## INSTRUCTIONS TO FOLLOW
Please write out the passage on Java process pipes below, starting at "Take your time, but" and ending at "the Exec binding).", and substitute "queuing" for "buffering".

## EXTRACT PROVIDED
________________________________________

Take your time, but FYI when you get there: A Process creates three OS level pipes (I think stdin is a pipe as well, but as it's not problematic we can ignore it), two of which are stdout and stderr. When you run this from a console/terminal, these will normally be printed in the console, unless you have redirected them somewhere else. The problem is that, although there will often be some buffering somewhere (either in the JVM, the OS or in the program producing the output), there's no guarantee that any buffering exists in this pipeline (and I've absolutely experienced this, so it's not just hypothetical - a made a "test" to cause this to happen for the Exec binding).

If the running program/process tries to write to one of these pipes and there is no buffering, or the buffer is full, their "write command" will block until there is space in the pipe. This is a normal OS "blocking I/O" operation, and will apply to any process that tries to write when there's no space to do so. Thus, the Java program that "handles" this process must make sure to always consume whatever is written to these pipes while the process is running, or it could "block forever"/deadlock. That is not what is done here, instead stdout might be partially or fully consumed after the process is finished, or it might not be consumed at all. stderr is completely ignored. One can only imagine all the problems this might cause, processes that "never finish", pipes that are never fully consumed...

________________________________________

## DATA PROVIDED
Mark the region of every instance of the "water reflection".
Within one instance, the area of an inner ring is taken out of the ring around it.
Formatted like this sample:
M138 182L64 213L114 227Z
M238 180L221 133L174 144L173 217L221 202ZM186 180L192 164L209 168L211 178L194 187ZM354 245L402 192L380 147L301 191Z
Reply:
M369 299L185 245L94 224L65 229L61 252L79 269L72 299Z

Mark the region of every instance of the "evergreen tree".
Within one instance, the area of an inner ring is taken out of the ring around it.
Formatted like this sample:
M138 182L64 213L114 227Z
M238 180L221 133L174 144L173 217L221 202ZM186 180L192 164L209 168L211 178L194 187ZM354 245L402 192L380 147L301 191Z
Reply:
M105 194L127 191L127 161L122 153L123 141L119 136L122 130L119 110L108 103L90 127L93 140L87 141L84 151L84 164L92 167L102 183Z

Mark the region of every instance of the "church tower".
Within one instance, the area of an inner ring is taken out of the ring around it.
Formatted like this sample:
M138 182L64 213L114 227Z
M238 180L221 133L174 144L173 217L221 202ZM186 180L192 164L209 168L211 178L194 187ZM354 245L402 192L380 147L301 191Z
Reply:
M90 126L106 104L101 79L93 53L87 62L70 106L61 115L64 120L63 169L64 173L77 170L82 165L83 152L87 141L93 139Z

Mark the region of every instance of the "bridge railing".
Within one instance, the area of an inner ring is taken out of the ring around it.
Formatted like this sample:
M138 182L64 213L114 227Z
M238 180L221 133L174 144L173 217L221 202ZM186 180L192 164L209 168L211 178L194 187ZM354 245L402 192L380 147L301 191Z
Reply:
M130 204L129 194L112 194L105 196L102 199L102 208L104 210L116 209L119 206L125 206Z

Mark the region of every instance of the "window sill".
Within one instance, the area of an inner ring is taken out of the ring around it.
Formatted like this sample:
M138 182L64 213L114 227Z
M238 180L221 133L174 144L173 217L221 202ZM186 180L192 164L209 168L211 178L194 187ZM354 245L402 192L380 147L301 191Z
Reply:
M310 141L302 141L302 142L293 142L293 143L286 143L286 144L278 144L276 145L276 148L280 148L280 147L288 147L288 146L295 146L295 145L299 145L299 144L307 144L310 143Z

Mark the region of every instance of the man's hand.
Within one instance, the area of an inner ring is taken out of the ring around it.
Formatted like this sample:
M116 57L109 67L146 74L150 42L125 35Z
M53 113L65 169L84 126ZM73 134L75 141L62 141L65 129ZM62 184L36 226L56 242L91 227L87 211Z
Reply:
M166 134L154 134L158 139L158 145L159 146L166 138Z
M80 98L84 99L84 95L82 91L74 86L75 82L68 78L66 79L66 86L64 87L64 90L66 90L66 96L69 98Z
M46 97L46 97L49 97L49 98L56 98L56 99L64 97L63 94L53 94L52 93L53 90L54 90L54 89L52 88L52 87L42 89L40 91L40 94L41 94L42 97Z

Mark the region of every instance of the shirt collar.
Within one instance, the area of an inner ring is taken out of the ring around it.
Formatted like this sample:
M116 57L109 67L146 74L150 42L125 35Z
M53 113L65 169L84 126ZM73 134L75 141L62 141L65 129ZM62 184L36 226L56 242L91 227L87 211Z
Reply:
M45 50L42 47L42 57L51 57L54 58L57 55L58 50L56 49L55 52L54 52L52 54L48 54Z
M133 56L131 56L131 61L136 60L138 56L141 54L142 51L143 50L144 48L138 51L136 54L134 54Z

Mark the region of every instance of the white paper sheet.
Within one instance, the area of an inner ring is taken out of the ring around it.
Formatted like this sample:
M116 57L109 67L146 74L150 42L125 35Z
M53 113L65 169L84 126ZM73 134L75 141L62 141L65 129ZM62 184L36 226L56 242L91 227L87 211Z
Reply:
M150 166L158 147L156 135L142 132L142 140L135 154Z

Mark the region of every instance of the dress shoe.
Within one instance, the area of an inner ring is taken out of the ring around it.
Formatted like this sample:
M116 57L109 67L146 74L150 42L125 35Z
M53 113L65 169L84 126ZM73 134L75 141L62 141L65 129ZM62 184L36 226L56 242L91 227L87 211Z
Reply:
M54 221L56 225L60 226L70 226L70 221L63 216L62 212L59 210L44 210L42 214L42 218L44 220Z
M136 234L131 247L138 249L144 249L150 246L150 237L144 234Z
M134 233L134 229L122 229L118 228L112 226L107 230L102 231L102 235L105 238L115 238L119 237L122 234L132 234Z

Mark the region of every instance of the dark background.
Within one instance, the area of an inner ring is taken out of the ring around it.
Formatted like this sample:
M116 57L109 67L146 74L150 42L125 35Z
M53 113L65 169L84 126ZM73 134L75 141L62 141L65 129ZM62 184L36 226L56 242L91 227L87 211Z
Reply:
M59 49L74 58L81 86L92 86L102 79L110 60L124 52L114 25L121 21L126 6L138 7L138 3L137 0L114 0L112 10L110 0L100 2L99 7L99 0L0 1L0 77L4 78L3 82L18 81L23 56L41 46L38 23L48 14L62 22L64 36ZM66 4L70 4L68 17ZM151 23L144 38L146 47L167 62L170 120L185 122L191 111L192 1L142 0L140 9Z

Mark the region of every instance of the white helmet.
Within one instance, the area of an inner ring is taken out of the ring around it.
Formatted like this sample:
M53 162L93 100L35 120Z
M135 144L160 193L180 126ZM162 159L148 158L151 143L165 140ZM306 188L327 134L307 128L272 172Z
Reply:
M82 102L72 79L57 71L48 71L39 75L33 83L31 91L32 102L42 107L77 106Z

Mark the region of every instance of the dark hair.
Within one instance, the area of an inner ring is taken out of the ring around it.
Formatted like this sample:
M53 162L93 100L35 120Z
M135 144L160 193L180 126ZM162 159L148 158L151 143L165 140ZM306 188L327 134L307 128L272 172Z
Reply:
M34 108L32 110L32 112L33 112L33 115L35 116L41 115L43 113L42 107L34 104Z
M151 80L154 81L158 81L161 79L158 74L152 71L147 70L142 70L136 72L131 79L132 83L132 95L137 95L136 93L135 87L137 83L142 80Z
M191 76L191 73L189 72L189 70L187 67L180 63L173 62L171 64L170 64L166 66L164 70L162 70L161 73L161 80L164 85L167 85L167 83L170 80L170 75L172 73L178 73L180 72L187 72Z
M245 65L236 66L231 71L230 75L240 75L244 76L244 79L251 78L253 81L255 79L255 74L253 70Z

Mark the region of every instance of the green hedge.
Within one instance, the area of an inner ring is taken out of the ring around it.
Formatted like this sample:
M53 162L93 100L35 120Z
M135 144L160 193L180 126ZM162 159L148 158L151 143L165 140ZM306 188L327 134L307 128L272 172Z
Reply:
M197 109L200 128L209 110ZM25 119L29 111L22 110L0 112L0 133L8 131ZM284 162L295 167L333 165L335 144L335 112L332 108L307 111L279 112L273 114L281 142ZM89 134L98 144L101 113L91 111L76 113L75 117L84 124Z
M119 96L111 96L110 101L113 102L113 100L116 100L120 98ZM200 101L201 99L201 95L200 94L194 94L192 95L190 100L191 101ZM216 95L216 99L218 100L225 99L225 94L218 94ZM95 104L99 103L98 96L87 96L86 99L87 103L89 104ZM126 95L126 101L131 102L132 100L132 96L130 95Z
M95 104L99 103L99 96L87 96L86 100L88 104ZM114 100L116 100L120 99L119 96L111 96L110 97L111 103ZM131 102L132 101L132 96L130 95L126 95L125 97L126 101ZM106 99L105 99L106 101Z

________________________________________

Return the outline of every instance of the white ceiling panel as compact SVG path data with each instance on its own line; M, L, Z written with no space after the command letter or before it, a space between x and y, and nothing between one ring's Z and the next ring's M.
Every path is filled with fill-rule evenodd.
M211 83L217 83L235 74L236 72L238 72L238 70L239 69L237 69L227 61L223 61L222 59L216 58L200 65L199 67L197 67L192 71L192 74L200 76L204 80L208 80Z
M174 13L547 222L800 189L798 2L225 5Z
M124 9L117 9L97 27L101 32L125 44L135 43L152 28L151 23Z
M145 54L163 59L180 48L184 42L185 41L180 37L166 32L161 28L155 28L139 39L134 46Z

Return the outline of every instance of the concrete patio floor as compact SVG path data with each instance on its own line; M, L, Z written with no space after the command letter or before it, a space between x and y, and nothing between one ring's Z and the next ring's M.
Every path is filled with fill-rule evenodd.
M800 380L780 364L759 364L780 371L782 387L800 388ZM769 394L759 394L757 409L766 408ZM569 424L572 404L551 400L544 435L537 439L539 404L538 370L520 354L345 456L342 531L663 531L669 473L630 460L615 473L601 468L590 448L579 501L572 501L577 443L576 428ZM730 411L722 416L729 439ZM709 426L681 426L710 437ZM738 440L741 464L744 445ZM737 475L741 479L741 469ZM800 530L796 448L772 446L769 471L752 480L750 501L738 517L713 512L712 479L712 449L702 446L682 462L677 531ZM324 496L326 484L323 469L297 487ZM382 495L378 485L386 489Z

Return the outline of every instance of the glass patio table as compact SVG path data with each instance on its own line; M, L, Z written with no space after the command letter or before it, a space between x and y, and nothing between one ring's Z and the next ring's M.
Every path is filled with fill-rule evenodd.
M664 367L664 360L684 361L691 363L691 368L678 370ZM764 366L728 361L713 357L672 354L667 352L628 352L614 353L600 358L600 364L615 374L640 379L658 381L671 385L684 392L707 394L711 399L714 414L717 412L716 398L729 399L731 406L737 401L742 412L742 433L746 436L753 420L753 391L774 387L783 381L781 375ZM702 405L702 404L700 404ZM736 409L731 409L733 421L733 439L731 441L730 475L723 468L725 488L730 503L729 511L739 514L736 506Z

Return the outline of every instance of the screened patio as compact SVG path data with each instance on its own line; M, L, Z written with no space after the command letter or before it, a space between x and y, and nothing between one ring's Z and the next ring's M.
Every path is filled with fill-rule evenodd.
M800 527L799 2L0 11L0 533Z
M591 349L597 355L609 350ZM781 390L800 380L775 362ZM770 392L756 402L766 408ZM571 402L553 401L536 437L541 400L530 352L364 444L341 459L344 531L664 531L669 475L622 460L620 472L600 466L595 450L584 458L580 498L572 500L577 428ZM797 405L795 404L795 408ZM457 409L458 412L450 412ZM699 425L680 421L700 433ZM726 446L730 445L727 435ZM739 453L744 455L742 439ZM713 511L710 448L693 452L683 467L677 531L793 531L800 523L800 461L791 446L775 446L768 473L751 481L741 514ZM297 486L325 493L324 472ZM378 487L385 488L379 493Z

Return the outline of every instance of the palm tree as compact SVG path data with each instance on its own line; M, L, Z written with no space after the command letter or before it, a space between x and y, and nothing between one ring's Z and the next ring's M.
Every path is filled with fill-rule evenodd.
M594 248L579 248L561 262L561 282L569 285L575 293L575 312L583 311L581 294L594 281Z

________________________________________

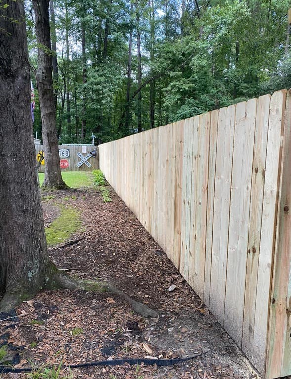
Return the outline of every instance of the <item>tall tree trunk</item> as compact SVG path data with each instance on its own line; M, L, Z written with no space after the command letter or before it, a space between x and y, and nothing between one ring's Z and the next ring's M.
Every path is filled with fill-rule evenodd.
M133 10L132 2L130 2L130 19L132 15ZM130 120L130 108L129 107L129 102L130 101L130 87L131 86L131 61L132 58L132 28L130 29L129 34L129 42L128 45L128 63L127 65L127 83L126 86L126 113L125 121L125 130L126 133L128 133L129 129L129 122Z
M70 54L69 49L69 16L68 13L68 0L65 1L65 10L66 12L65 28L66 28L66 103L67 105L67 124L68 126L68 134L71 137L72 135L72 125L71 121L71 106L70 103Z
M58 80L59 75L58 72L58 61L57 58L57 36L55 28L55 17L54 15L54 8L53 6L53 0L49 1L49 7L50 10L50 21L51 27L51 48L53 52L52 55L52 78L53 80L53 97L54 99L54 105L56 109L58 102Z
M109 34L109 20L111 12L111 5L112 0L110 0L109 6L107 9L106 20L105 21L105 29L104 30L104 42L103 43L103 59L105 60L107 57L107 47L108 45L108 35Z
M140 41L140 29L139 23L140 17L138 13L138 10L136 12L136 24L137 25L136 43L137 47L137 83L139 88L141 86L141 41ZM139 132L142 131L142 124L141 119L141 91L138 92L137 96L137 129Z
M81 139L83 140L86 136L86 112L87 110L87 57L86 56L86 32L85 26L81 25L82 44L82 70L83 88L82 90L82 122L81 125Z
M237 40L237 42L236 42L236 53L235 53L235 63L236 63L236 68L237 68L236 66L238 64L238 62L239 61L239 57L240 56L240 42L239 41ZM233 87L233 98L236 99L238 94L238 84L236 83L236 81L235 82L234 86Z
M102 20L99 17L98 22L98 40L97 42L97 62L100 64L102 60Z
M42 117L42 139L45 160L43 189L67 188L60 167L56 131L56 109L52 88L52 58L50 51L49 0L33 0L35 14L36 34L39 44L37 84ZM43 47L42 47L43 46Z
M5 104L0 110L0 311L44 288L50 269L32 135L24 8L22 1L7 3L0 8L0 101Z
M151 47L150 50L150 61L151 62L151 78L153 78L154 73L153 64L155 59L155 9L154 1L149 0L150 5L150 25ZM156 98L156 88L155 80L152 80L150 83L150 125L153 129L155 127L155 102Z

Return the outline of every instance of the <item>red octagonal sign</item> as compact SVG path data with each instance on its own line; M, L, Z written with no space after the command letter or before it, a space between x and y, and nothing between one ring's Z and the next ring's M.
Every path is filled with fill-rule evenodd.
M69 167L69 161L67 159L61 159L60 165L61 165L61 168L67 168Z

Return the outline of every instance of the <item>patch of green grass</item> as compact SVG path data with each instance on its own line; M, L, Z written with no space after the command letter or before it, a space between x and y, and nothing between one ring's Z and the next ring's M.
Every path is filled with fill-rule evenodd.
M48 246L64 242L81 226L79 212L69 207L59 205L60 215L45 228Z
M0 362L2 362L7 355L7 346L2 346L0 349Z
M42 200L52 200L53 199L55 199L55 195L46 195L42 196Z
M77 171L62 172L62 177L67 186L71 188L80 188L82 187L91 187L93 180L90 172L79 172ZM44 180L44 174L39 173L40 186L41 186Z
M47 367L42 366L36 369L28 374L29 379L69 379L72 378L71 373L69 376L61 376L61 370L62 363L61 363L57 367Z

________________________________________

## TASK RESULT
Take your time, but FYI when you get there: A Process creates three OS level pipes (I think stdin is a pipe as well, but as it's not problematic we can ignore it), two of which are stdout and stderr. When you run this from a console/terminal, these will normally be printed in the console, unless you have redirected them somewhere else. The problem is that, although there will often be some queuing somewhere (either in the JVM, the OS or in the program producing the output), there's no guarantee that any queuing exists in this pipeline (and I've absolutely experienced this, so it's not just hypothetical - a made a "test" to cause this to happen for the Exec binding).